[Data shown]
## BEGIN

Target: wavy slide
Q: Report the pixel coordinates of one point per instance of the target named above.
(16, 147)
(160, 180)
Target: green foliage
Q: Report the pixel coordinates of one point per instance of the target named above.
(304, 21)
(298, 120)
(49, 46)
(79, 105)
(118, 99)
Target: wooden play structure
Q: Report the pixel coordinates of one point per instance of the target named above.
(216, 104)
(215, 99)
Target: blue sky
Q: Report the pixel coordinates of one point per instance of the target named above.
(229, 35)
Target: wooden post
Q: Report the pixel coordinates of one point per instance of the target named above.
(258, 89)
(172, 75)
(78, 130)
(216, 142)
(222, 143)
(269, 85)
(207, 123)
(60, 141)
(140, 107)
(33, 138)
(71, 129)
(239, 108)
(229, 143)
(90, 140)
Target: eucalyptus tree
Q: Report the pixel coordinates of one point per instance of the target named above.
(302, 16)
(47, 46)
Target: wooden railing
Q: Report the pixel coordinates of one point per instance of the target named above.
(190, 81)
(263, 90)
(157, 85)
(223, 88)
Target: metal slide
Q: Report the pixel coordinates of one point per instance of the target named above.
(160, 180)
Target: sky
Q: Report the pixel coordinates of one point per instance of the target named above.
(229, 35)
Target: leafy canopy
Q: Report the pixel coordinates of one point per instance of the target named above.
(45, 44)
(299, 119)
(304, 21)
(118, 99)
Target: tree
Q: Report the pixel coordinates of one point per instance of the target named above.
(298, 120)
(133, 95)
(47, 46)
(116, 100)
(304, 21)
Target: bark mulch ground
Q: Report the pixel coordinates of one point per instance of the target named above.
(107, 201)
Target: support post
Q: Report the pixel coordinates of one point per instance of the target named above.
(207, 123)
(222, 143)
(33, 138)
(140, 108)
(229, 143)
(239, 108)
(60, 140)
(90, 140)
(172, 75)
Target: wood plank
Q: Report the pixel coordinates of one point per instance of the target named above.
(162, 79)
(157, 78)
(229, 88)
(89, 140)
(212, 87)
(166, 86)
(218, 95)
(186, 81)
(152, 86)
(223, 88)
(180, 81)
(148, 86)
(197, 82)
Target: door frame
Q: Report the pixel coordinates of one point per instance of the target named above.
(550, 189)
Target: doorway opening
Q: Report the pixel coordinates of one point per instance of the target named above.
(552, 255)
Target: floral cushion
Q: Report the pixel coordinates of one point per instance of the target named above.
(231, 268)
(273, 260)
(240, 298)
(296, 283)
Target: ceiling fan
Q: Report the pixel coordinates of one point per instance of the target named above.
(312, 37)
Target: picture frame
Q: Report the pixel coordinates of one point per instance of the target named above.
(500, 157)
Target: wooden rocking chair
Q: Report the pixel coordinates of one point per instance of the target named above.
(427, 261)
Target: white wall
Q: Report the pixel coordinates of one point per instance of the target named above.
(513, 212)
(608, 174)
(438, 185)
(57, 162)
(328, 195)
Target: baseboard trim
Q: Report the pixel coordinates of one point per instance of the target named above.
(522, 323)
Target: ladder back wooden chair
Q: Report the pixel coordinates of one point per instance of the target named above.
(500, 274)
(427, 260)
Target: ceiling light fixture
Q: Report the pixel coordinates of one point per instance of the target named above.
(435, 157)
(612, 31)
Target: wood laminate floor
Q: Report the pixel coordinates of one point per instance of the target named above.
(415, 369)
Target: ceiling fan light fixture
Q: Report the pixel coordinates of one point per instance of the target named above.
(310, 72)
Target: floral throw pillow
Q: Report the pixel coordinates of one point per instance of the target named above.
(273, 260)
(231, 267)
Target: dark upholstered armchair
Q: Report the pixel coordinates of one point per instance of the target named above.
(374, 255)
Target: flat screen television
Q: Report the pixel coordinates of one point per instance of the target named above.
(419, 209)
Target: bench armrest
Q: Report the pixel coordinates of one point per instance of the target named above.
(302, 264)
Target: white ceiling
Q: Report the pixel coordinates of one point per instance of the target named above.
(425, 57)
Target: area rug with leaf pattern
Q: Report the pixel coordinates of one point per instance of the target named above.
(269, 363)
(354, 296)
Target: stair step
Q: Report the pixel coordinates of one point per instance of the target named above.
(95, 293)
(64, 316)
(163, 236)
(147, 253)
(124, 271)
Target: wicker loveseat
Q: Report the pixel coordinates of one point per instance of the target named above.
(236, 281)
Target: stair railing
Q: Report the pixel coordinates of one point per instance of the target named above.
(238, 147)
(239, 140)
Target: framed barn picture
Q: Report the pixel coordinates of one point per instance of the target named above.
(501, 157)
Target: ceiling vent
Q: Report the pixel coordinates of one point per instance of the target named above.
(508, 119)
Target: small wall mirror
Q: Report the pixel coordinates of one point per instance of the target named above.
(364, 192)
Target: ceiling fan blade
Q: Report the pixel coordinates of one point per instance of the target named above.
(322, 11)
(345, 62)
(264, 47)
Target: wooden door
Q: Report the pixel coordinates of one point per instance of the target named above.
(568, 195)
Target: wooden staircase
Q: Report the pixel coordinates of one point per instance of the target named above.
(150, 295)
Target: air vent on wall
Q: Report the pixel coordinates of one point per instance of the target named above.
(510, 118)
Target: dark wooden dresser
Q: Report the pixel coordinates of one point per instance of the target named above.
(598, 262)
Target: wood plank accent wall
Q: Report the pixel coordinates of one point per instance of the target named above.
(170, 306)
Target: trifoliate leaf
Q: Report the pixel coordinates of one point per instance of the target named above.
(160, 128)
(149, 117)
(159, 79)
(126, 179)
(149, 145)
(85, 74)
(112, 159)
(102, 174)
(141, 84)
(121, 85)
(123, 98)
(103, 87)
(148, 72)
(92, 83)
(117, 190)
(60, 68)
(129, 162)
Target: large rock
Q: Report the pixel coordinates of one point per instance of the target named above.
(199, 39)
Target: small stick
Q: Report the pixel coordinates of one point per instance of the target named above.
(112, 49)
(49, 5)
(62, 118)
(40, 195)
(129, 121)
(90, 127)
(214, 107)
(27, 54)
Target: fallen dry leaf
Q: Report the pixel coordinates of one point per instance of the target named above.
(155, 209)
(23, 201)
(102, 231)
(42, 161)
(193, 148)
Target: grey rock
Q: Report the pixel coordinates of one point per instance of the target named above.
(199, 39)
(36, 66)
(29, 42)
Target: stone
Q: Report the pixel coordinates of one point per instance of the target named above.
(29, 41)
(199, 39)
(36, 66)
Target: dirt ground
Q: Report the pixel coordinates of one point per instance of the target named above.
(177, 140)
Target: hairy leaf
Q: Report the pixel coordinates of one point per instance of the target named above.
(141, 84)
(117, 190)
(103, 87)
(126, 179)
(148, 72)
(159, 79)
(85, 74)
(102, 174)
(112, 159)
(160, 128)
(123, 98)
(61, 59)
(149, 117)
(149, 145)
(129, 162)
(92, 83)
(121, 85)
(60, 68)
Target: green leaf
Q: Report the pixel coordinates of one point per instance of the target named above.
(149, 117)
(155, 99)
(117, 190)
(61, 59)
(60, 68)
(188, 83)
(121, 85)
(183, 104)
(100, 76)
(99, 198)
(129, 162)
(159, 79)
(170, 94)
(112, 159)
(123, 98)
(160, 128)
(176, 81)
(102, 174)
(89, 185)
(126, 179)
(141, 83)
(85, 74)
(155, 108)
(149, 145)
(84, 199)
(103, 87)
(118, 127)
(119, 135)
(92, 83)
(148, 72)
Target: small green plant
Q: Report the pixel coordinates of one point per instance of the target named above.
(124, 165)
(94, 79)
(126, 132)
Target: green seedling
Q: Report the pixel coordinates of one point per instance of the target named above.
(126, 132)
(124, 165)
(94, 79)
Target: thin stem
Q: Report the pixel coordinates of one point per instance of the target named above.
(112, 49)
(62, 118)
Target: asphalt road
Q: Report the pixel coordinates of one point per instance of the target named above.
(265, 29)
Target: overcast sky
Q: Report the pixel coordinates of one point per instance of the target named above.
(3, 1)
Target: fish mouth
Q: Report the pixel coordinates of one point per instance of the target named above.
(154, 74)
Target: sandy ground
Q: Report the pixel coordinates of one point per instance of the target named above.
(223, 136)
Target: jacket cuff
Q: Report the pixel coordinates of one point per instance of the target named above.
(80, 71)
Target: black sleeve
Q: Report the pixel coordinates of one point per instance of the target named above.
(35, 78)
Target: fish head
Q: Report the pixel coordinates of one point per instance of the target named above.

## END

[Task directions] The lines to reproduce run from the one that contains "Target: dirt ground" through the last line above; copy them exactly.

[Full response]
Target: dirt ground
Q: Report the pixel coordinates of one point per instance of the target named above.
(177, 140)
Target: hairy leaf
Q: Report the pixel coordinates of one point per instance of the target named above.
(141, 84)
(117, 190)
(103, 87)
(126, 179)
(148, 72)
(159, 79)
(85, 74)
(102, 174)
(112, 159)
(160, 128)
(123, 98)
(61, 59)
(149, 117)
(149, 145)
(129, 162)
(92, 83)
(121, 85)
(60, 68)
Target: green leaf
Q: Report the pixel coordinates of one point per instance of the target named above.
(149, 117)
(155, 99)
(117, 190)
(61, 59)
(60, 68)
(188, 83)
(121, 85)
(183, 104)
(100, 76)
(99, 198)
(129, 162)
(159, 79)
(170, 94)
(112, 159)
(123, 98)
(160, 128)
(176, 81)
(102, 174)
(89, 185)
(126, 179)
(141, 83)
(85, 74)
(155, 108)
(149, 145)
(84, 199)
(103, 87)
(118, 127)
(119, 135)
(92, 83)
(148, 72)
Target: small green plant
Q: Report the pixel coordinates of one point per instance of the target named above.
(124, 165)
(94, 79)
(126, 132)
Target: green seedling
Q: Report the pixel coordinates of one point per instance of the target named above.
(126, 132)
(124, 165)
(94, 79)
Target: thin stem
Q: Report the pixel coordinates of one point per instance of the target named above.
(112, 49)
(62, 118)
Target: asphalt road
Q: Report the pixel coordinates of one point per instance of the target named above.
(265, 29)
Target: overcast sky
Q: Report the pixel coordinates of one point per instance of the target named above.
(3, 1)
Target: fish mouth
Q: Report the pixel coordinates of one point per instance of the target named above.
(154, 74)
Target: sandy ground
Q: Report the pixel coordinates of one point per instance of the target named above.
(223, 136)
Target: jacket cuff
Q: Report the pixel coordinates of one point per instance of the target named above.
(80, 71)
Target: black sleeve
Q: Report the pixel coordinates of one point per instance of the target named above.
(35, 78)
Target: fish head
Q: Report the pixel coordinates of one point per instance of the target named above.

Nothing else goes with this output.